▶ SELECTED PASSAGE
[START]

ERU - ENERGY RECOVERY UNIT

In the modern global scenario, humanity faces unprecedented challenges regarding the pursuit of sustainability, clean energy, and environmental preservation. As the impacts of climate change and environmental degradation become more evident, the need to adopt environmentally responsible practices and technologies becomes crucial. The growing awareness of the limits of finite natural resources and the consequences of greenhouse gas emissions drives the demand for sustainable alternatives in the field of energy and waste management.

In this global context, society is increasingly focused on reducing environmental footprints, promoting clean and renewable energy sources, and implementing innovative solutions to address environmental challenges. The transition to a greener and more sustainable economy is a priority in many countries, recognizing the relationship between environmental preservation, human well-being, and economic progress.

The city of Santos and the broader Baixada Santista region in São Paulo state face a growing problem related to the accumulation of solid waste. Due to its coastal location, dynamic economy, and dense population, the region deals with significant challenges in the proper management of urban and industrial waste. The increase in waste production, lack of efficient recycling infrastructure, and improper waste disposal have contributed to worsening this issue, resulting in environmental, social, and public health consequences. In this context, it is essential to effectively address the problem of solid waste accumulation to promote a healthier and more sustainable environment in Baixada Santista.

[END]

▶ INFORMATION PROVIDED
[START]

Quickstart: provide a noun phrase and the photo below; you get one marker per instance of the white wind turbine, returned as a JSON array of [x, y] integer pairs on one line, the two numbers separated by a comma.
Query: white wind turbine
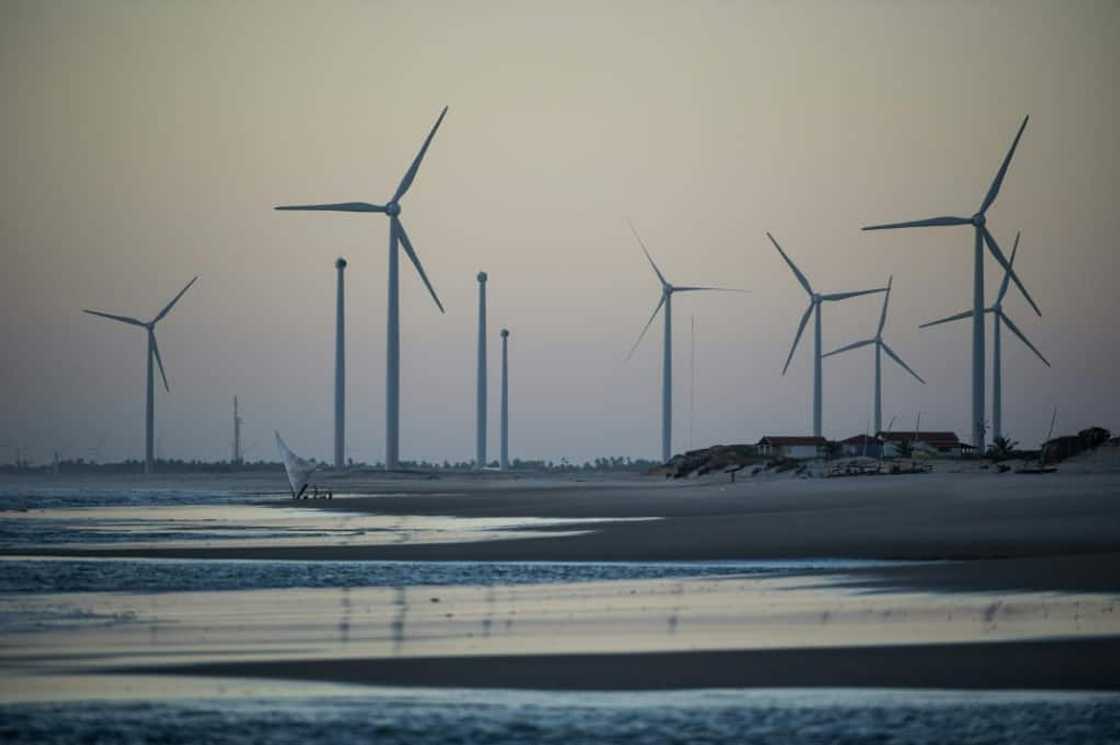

[END]

▶ BRIEF 1
In the energy recovery unit text, which state are Santos and the Baixada Santista region in?
▶ BRIEF 2
Retype the stretch of the energy recovery unit text from "ERU - ENERGY" through "and waste management.".

▶ RESPONSE 1
São Paulo state.

▶ RESPONSE 2
ERU - ENERGY RECOVERY UNIT

In the modern global scenario, humanity faces unprecedented challenges regarding the pursuit of sustainability, clean energy, and environmental preservation. As the impacts of climate change and environmental degradation become more evident, the need to adopt environmentally responsible practices and technologies becomes crucial. The growing awareness of the limits of finite natural resources and the consequences of greenhouse gas emissions drives the demand for sustainable alternatives in the field of energy and waste management.